## Task set:
[1] In the passage on the Madesimo villa, what did local planning regulations require of any extension?
[2] Copy the passage on the Madesimo villa from "To comply with" up to and including "from both buildings.".

## Passage provided:
--

Italian studios ES-arch and Consalez Rossi Architetti Associati have added a timber guest house with an angular zinc roof to a villa in the Madesimo ski resort (+ slideshow).
ES-arch and Consalez Rossi Architetti Associati were asked to renovate a large detached villa owned by a Milanese family, and to provide additional accommodation on a portion of the site that borders the neighbouring forest.
The 1960s villa was entirely refurbished and its exterior updated with timber sections and window shutters to match the surrounding properties.
To comply with local planning regulations, any extension had to be connected to the original building so the architects introduced a single-storey stone passageway that crosses the space between the villa and the guest house.
The connecting corridor divides the sloping site into an upper garden section and a paved terrace that can be accessed from both buildings.
The two-bedroom guest house is constructed from precast concrete panels clad in larch and covered with a titanium zinc roof to create a visual connection with the villa.

--

## Provided data:

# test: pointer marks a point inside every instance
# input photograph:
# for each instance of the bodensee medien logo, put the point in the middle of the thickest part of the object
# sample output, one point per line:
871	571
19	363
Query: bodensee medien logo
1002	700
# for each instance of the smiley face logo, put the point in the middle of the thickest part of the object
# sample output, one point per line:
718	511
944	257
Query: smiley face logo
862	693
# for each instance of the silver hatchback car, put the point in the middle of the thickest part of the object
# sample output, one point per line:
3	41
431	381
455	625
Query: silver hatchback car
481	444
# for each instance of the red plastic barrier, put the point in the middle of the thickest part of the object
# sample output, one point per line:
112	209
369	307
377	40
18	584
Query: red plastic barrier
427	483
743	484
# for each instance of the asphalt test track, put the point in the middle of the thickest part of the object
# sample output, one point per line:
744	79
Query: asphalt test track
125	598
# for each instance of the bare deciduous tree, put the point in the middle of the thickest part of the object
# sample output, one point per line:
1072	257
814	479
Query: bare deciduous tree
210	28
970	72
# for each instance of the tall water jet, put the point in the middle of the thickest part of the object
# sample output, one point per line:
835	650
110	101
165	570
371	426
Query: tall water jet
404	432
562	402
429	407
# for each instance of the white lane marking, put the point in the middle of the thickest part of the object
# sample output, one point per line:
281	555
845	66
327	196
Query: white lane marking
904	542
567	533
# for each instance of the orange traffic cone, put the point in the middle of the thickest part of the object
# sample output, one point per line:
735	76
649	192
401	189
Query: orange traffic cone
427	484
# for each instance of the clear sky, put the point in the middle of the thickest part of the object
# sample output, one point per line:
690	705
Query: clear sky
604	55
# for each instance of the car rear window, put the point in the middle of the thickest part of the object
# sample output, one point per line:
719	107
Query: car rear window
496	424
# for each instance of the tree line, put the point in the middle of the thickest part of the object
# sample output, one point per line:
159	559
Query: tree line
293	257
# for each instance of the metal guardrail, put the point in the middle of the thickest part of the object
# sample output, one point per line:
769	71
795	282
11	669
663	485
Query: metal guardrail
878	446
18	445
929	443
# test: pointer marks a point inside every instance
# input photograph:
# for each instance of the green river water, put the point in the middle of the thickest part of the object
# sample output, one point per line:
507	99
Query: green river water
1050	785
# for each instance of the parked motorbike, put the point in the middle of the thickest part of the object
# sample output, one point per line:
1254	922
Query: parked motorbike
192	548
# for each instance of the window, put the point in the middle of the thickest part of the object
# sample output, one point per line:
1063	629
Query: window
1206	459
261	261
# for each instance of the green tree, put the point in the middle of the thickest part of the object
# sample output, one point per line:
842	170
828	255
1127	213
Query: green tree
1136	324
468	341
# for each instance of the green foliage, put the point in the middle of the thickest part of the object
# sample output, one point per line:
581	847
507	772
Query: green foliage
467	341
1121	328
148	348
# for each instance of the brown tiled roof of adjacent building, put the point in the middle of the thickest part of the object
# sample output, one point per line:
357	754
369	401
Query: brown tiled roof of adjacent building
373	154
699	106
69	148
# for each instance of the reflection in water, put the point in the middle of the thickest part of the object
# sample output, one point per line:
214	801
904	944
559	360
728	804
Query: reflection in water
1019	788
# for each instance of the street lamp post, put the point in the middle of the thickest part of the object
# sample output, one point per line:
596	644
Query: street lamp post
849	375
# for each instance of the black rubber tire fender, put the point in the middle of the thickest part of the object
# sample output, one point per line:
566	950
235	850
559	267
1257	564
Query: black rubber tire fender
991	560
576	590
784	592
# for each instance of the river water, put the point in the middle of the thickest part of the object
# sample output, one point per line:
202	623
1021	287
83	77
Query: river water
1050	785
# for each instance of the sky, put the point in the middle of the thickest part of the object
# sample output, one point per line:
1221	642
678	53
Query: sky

--

## Exercise results:
[1] Any extension had to be connected to the original building.

[2]
To comply with local planning regulations, any extension had to be connected to the original building so the architects introduced a single-storey stone passageway that crosses the space between the villa and the guest house.
The connecting corridor divides the sloping site into an upper garden section and a paved terrace that can be accessed from both buildings.